(Required work): Rewrite everything from the line containing "Practice step: locate the door knob" down to the end of the listing, replacing "door knob" with "door handle" and leaving all else unchanged.

*-*-*

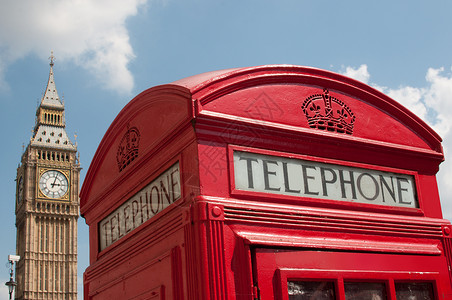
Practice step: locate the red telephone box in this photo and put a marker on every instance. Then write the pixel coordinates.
(271, 182)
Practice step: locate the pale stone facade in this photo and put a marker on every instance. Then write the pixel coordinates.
(47, 206)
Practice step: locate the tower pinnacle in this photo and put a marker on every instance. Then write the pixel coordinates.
(52, 58)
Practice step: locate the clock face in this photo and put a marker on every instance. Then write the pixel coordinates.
(53, 184)
(20, 190)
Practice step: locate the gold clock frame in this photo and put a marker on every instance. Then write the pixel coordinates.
(65, 172)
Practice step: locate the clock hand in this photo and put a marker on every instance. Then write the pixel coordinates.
(53, 184)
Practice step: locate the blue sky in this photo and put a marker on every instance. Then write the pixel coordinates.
(107, 51)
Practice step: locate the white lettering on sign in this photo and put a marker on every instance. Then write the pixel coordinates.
(303, 178)
(145, 204)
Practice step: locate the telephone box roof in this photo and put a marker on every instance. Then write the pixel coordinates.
(230, 95)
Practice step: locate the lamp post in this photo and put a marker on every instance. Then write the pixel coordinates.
(11, 284)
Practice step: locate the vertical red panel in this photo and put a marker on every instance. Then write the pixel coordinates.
(447, 230)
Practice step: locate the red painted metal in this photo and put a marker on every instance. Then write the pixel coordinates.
(216, 241)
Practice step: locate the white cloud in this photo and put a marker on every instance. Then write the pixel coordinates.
(360, 74)
(91, 33)
(433, 104)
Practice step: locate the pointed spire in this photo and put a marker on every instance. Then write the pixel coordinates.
(51, 58)
(49, 130)
(50, 98)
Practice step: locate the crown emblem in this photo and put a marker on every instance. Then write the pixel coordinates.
(128, 148)
(328, 113)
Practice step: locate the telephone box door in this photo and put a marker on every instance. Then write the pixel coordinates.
(330, 275)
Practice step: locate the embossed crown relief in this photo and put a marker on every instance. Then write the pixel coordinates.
(128, 148)
(328, 113)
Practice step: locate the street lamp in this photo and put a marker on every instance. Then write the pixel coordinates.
(11, 284)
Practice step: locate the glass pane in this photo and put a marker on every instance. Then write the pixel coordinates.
(365, 291)
(319, 290)
(414, 291)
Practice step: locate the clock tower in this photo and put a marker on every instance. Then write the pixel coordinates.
(47, 205)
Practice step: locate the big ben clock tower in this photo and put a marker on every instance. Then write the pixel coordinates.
(47, 205)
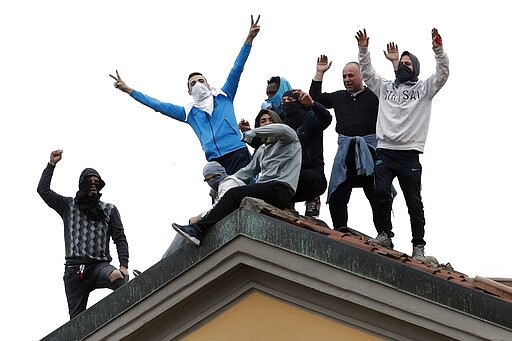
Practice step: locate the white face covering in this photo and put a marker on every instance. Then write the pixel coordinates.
(200, 92)
(203, 98)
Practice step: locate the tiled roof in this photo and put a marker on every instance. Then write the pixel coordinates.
(359, 240)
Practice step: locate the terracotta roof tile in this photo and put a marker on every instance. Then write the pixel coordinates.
(359, 240)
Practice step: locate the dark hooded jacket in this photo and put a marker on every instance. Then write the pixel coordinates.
(309, 124)
(86, 240)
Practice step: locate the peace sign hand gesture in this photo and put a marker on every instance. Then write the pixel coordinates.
(120, 84)
(253, 31)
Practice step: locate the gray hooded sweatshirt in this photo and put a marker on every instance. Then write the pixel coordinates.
(404, 109)
(278, 158)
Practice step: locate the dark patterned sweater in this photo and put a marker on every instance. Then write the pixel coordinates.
(86, 241)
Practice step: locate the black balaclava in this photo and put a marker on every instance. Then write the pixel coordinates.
(294, 112)
(273, 115)
(89, 205)
(404, 74)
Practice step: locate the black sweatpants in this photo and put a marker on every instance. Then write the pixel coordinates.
(274, 193)
(405, 165)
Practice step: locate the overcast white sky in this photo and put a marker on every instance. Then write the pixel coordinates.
(56, 93)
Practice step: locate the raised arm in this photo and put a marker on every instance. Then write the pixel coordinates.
(253, 30)
(322, 65)
(174, 111)
(436, 81)
(392, 54)
(52, 199)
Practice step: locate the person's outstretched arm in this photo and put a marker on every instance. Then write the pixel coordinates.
(231, 85)
(315, 89)
(370, 77)
(439, 78)
(52, 199)
(174, 111)
(392, 54)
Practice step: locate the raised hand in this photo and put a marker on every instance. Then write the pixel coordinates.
(392, 52)
(436, 38)
(362, 38)
(323, 64)
(305, 98)
(253, 31)
(120, 84)
(55, 156)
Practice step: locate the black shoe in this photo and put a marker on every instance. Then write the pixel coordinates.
(313, 208)
(191, 232)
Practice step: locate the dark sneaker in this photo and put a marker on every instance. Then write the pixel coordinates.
(418, 253)
(313, 208)
(191, 232)
(383, 240)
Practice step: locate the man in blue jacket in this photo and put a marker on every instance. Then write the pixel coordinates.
(211, 114)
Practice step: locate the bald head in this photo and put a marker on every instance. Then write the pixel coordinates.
(352, 78)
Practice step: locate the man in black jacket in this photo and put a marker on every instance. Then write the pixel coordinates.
(309, 119)
(88, 225)
(356, 116)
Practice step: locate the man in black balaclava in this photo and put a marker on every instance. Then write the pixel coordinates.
(405, 106)
(309, 119)
(88, 225)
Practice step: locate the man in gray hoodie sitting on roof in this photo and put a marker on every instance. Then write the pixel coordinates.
(277, 161)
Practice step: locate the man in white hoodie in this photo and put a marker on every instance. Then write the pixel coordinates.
(402, 125)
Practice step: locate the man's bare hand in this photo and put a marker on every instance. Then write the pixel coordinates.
(253, 31)
(305, 98)
(362, 38)
(436, 38)
(392, 53)
(323, 64)
(120, 84)
(55, 156)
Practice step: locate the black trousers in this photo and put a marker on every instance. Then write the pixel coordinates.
(274, 193)
(404, 165)
(338, 202)
(235, 160)
(78, 285)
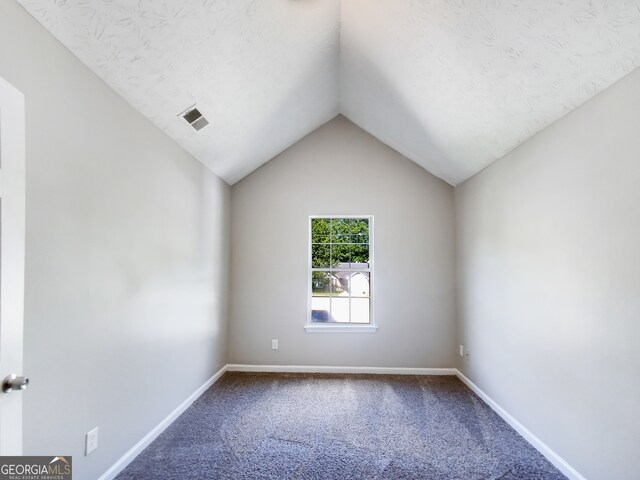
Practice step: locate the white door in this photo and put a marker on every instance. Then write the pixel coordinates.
(12, 209)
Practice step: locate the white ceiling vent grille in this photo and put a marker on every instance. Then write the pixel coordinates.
(194, 118)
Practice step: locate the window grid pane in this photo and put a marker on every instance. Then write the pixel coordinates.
(341, 270)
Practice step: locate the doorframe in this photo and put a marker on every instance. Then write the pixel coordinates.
(12, 250)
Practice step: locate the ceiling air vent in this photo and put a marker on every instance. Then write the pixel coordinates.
(194, 118)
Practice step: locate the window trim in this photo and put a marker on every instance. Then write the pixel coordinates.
(370, 327)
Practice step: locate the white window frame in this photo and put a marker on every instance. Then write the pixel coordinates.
(370, 327)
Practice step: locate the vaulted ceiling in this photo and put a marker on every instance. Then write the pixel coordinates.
(451, 84)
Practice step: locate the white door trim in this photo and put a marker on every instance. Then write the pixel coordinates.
(12, 246)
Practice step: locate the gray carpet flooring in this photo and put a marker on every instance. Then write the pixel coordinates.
(298, 426)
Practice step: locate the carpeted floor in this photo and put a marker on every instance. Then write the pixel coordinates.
(298, 426)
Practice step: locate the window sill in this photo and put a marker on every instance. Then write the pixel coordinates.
(340, 328)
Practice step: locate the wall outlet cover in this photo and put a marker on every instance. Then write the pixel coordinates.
(91, 441)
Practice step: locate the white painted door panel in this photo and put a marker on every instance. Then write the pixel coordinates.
(12, 246)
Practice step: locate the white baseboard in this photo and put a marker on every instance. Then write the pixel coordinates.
(128, 457)
(234, 367)
(538, 444)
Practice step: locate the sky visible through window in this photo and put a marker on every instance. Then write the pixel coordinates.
(340, 270)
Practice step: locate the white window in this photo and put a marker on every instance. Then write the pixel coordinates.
(340, 273)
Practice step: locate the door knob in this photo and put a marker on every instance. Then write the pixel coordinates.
(13, 382)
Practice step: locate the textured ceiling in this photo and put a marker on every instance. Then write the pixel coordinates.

*-*-*

(Reply to the exercise):
Practice step: locate the door handle in this photo and put a marker on every instance. Then write the pixel coordinates.
(13, 382)
Practice step: locate the textured ceiling in this photo and put a marker on every instance. Then write the pixel coordinates.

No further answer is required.